---------- RECORDED DATA ----------
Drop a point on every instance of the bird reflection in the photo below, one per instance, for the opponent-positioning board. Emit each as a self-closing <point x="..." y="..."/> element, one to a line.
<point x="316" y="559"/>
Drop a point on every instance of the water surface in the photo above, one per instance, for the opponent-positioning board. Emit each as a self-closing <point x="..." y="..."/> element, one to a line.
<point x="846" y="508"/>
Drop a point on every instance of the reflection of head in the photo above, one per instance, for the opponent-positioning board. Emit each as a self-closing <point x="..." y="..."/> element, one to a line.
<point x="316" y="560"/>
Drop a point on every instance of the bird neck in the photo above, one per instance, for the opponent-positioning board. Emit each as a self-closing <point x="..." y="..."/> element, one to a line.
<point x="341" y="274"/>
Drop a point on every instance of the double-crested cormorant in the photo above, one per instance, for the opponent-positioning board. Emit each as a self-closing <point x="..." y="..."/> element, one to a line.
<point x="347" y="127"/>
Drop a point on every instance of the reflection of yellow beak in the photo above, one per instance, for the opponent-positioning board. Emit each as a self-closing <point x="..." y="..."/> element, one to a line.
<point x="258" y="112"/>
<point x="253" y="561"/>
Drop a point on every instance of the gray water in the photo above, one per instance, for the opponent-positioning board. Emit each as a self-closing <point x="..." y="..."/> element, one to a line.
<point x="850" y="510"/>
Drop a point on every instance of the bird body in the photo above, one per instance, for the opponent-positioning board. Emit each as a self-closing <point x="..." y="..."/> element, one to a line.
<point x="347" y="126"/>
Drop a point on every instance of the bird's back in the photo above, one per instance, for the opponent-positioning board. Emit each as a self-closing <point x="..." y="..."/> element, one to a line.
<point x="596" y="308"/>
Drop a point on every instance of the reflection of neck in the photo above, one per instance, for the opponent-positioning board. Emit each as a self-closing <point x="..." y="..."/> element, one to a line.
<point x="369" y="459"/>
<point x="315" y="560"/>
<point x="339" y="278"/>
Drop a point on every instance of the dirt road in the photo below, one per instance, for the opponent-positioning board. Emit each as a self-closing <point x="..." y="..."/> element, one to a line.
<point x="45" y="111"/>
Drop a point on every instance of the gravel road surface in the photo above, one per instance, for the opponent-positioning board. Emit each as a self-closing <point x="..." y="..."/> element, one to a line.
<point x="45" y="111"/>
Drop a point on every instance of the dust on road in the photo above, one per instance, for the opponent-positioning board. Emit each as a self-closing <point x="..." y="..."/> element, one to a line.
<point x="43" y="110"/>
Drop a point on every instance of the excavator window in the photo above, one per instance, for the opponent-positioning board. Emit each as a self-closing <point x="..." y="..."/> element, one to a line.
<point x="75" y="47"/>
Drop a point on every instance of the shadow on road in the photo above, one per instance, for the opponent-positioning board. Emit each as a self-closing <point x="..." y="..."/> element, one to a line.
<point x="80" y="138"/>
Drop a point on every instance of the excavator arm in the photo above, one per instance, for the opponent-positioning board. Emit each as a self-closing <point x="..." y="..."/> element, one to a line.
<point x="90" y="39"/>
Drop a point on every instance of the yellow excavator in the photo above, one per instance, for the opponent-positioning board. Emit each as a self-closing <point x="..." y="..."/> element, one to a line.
----------
---------- RECORDED DATA ----------
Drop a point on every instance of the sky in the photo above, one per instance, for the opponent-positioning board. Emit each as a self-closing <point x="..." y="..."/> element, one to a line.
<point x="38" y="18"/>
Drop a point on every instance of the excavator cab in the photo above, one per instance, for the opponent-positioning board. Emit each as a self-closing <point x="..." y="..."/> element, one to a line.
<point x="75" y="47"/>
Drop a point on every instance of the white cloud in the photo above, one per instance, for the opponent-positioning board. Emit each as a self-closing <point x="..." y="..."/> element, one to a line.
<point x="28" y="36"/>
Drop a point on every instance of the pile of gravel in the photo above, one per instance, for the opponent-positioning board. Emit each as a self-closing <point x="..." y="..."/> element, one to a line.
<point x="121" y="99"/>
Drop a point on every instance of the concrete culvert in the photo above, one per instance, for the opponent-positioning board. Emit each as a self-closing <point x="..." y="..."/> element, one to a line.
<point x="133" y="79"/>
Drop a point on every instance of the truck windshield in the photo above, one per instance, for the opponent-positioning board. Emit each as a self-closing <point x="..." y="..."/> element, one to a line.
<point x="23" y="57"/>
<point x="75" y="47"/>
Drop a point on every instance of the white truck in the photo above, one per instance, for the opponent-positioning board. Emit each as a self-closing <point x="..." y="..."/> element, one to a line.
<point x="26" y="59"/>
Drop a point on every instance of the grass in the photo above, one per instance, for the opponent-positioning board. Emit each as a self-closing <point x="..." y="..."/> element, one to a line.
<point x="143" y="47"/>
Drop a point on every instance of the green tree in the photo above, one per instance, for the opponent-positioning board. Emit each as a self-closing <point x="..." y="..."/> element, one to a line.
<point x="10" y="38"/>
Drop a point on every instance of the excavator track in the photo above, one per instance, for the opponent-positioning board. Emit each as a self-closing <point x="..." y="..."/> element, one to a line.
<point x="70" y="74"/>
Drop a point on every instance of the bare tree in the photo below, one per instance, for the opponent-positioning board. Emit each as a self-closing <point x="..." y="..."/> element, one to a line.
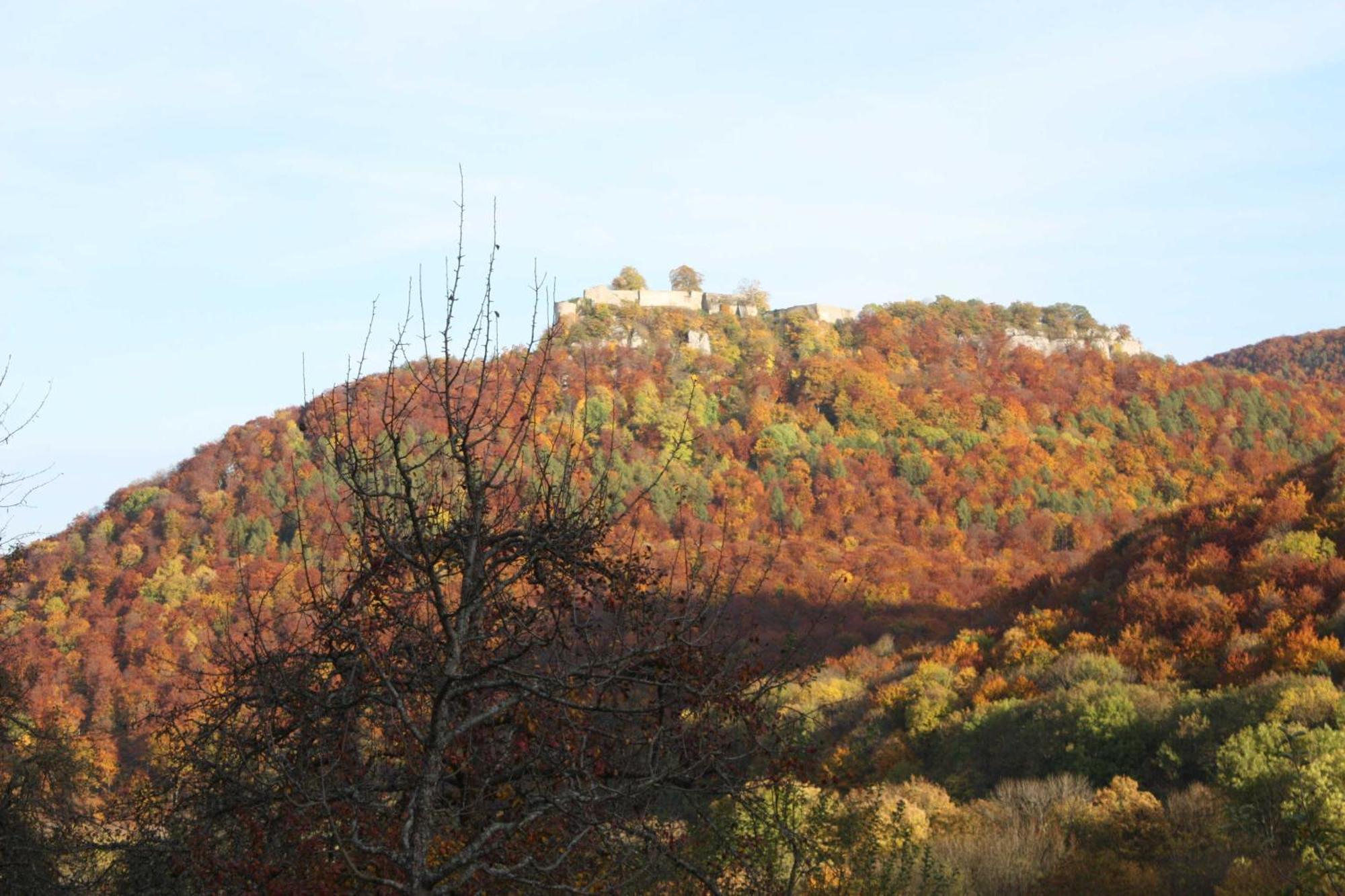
----------
AIM:
Recast the stretch of the records from the line containing "Drop a point on every instance of the grass" through the line containing "Drop a point on every instance of the bare" as a numbered list, with both of those lines included and any blank lines omitted.

OUTPUT:
1. Drop a point on every instance of the grass in the photo above, one per instance, for the opponent-positioning board. Emit each as a self-closing <point x="..." y="..."/> element, one to a line.
2. <point x="143" y="47"/>
3. Drop a point on every instance of the green tree in the photo above, one per instance, for the opponent-positioning board. Emit each as a self-closing <point x="..." y="..."/> element, one to a line.
4. <point x="10" y="38"/>
5. Drop a point on every instance of the excavator track in the photo above, one per instance, for the opponent-positioning board. Emit each as a self-closing <point x="..." y="..."/> element, one to a line.
6. <point x="70" y="74"/>
7. Drop a point on every instance of the bare tree in the photo below, one per instance, for the opponent-positioning board. Emit each as a self-closing <point x="..." y="..."/> element, one to a line.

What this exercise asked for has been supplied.